#### 課題:
(1) 会津本郷焼の文章では、若い世代による焼き物の破片を使ったアクセサリー制作などの取り組みが紹介されている。こうした取り組みが何をもたらしているとされているか、文章に沿って説明せよ。
(2) 会津本郷焼の文章を、最後の一文の後から書き継げ。

#### 提供された文章:
= = =

また、現在会津本郷焼は地域おこし協力隊の活動とともに新たな発展を見せています。若い世代が伝統的な技術を活かして、例えば、焼き物の破片を使ったアクセサリー制作など、地域資源を活用した新しい産業が生まれています。このような取り組みは、会津本郷焼の認知度を高め、地域経済にも貢献しています。さらに、会津本郷焼のブランド化が進んでおり、地域団体商標を活用したマーケティング活動が行われています。国内外で会津本郷焼の魅力が広まり、多くの人々がその製品を手に取るようになっています。

会津本郷焼はその歴史とともに進化し、陶器と磁器の両方を手がける貴重な産地です。今後も日本の伝統工芸として、また伝統工芸の新たなイメージを模索するための架け橋として、大切にされ続けるでしょう。また、地域の若い世代による新しい取り組みが加わることで、さらに発展していくことが期待されています。 会津本郷焼は、単なる焼き物の枠を超え、地域の文化と産業を支える重要な役割を果たしています。今後もその魅力を多くの人々に伝えていきたいと思っております。

= = =

#### 表示資料:

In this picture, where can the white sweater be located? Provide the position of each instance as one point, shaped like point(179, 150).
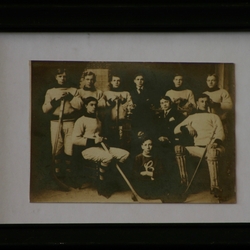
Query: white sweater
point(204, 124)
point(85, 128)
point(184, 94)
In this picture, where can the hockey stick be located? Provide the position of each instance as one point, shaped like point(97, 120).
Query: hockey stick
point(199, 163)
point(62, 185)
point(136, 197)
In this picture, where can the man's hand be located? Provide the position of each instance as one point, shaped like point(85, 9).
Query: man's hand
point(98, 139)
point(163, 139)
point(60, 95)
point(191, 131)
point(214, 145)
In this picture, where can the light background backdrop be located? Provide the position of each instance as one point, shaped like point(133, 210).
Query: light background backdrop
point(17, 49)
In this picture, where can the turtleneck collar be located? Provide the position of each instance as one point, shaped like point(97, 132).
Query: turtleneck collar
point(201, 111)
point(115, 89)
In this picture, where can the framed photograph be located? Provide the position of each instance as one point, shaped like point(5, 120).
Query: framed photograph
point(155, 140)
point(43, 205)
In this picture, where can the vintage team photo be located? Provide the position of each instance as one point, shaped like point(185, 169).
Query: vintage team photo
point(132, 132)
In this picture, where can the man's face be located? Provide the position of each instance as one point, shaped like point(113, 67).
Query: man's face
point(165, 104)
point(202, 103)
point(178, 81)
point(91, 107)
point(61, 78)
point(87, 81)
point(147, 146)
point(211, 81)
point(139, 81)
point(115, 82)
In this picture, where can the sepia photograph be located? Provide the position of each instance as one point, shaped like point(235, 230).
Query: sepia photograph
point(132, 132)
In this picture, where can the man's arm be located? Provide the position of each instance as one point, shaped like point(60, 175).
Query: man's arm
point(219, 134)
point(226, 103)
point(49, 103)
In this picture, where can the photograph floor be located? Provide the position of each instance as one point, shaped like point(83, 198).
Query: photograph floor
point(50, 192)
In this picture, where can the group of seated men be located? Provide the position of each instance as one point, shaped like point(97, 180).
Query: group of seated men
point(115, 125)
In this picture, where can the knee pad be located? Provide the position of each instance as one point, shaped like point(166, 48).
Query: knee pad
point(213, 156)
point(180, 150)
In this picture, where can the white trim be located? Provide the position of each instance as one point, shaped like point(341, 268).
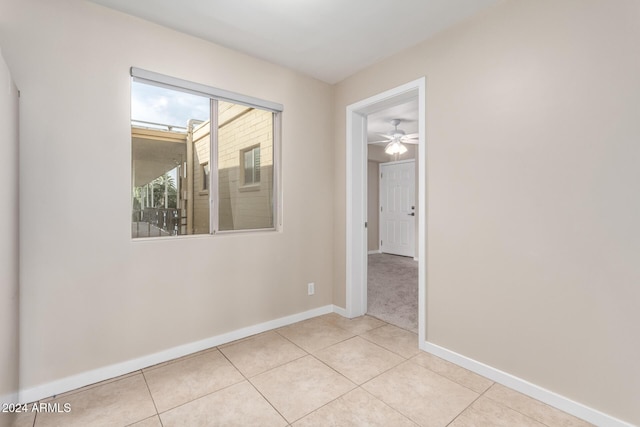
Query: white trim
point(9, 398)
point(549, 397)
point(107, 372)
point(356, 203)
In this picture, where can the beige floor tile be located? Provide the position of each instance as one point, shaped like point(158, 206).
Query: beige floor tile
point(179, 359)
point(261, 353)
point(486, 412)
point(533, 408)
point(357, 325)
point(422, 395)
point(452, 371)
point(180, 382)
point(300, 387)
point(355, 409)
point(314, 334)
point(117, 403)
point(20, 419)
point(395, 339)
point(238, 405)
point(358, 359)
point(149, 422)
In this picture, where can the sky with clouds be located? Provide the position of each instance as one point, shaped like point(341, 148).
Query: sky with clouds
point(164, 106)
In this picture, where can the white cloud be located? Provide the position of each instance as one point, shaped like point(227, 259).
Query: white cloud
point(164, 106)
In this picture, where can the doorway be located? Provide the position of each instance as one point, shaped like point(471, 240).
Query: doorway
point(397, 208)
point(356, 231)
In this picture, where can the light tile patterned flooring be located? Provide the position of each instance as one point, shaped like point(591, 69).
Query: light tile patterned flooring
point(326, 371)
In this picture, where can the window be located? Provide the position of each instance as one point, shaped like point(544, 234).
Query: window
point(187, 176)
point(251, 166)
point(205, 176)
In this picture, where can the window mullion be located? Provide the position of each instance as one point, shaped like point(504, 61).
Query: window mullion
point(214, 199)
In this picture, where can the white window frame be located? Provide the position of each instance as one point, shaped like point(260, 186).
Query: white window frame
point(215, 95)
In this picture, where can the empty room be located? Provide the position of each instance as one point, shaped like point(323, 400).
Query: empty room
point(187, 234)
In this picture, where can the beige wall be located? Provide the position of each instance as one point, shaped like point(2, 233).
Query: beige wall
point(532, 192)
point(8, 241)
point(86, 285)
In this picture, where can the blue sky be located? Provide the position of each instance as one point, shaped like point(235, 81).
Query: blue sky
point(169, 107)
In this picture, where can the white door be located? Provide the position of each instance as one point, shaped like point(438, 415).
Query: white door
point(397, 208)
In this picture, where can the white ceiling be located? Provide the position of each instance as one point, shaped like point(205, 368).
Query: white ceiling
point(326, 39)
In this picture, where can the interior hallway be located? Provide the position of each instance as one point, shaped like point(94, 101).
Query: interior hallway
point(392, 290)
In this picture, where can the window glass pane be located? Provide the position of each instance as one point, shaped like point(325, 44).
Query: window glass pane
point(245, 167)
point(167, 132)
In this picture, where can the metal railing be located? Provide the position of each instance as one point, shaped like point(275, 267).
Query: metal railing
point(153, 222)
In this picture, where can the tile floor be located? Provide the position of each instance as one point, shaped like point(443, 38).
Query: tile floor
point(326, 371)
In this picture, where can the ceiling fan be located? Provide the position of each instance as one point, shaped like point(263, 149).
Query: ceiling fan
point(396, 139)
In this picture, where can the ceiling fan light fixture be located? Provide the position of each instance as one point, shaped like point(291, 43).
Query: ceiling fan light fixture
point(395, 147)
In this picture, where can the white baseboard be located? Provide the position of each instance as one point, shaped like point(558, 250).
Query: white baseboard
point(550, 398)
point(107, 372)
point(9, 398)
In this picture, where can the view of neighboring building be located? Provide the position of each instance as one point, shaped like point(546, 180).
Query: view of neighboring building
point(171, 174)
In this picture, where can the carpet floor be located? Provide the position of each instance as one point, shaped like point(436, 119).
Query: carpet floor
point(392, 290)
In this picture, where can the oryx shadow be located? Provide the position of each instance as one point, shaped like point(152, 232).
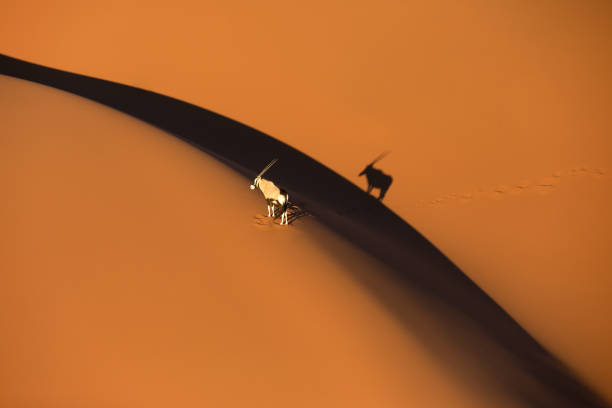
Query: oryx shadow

= = =

#### 各課題の解答:
(1) 地域おこし協力隊の活動とともに、若い世代が伝統的な技術を活かして、焼き物の破片を使ったアクセサリーのような地域資源を活用した新しい産業を生み出している。こうした取り組みは会津本郷焼の認知度を高め、地域経済にも貢献しているとされている。

(2)
越前和紙 杉原吉直氏によるレクチャー

杉原吉直(すぎはら・よしなお Yoshinao Sugihara)  
和紙屋・杉原商店の十代目。1962年生まれ。 パリGUERLAINウィンドウ装飾、国立競技場、 グランドハイアットホテルけやき坂、 ANAラウンジ等和紙施工実績多数。登録商標「羽二重紙( はぶたえし)」「漆和紙(うるわし)」開発。 2016年第一回三井ゴールデン匠賞大賞受賞。 2019年外務省に招聘され、 ドバイとポーランドで和紙のセミナー開催。和紙ソムリエ。

「伝統」を捉え直す

越前和紙の里には「紙すきの神様」を祀った神社があります。毎年和紙作りを祝うお祭りが行われており、神様が和紙の作り方を村人に教えたという伝説があります。1500年以上もの歴史を持つ越前和紙ですが、そのうち福井県は全国の伝統工芸士の半分であるほぼ30名の方がおります。そのため和紙は福井県の伝統工芸の一つとして扱われていますが、私はただ伝統を守ろうとしているわけではありません。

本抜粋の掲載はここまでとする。